Required action | Print out every entry, keeping each line identical to the original.

Records provided |
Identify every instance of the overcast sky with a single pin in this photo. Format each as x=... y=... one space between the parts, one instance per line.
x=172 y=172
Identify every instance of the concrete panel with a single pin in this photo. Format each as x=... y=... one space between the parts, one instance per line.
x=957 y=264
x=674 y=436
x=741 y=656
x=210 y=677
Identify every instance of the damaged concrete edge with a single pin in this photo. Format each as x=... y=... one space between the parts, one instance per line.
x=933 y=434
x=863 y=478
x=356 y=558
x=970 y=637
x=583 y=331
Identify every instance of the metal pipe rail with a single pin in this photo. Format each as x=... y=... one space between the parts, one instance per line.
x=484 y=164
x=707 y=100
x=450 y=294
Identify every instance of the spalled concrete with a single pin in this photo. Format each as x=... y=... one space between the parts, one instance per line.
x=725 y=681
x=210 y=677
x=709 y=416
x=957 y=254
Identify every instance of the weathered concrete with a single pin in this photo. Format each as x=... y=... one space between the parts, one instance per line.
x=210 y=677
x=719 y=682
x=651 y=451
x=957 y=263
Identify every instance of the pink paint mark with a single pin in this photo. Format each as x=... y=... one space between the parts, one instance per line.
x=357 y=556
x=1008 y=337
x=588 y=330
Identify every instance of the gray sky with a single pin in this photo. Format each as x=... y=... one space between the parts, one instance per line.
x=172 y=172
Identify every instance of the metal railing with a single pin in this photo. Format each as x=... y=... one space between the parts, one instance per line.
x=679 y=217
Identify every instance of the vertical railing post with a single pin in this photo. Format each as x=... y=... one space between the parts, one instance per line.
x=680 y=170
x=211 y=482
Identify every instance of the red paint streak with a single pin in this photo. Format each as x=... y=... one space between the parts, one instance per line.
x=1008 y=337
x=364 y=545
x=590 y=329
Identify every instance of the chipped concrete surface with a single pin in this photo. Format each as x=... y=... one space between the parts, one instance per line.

Written answer |
Identify every instance of the overcast sky with a single pin in this photo. Format each as x=... y=... one space between the parts, one instance per line.
x=172 y=172
Identify every instance of the concrete panel with a single pin in this photo. Format each as x=... y=... one space between the parts, one instance per line.
x=957 y=264
x=674 y=436
x=741 y=656
x=210 y=677
Identify every instance of the damaged concrete edge with a single pin in this photo. Format each as x=... y=... one space between the parts, one instance per line.
x=933 y=434
x=863 y=478
x=356 y=558
x=970 y=637
x=583 y=331
Identify every instance of the metal pipe rail with a single pin in this photo. Format each as x=... y=... one space between the parts, one instance per line.
x=484 y=164
x=707 y=100
x=450 y=294
Identify every instance of the spalled concrete with a single pin in this photo. Format each as x=... y=... one space between the parts, one instance per line.
x=725 y=681
x=210 y=677
x=709 y=416
x=957 y=254
Identify every instance of the weathered concrete with a single pin in this photo. Format each as x=... y=... one space between the parts, one instance per line.
x=210 y=677
x=719 y=682
x=651 y=451
x=957 y=263
Identify every instance of the pink paint mark with a single pin in this photo. Format each as x=... y=... one space between the parts, one instance per line.
x=357 y=556
x=1008 y=337
x=588 y=330
Identify every instance of the gray sky with a single pin in this photo. Format each as x=... y=... one space between the parts, one instance per line.
x=172 y=172
Identify every instance of the metal railing with a single pin in this photo. Format each as x=... y=... one space between the parts, one instance per line.
x=679 y=217
Identify every instance of the vertical railing post with a single pin in this photo. Format each as x=... y=... one space between the parts, one instance per line.
x=680 y=170
x=211 y=482
Identify every instance of the red paint streak with a single pin in this photo. Format each as x=... y=... one space between the parts, one instance per line.
x=1008 y=337
x=364 y=545
x=590 y=329
Identify every instance of the chipped concrete surface with a single pin in this photo. Format each as x=... y=... one space between the parts, one instance per line.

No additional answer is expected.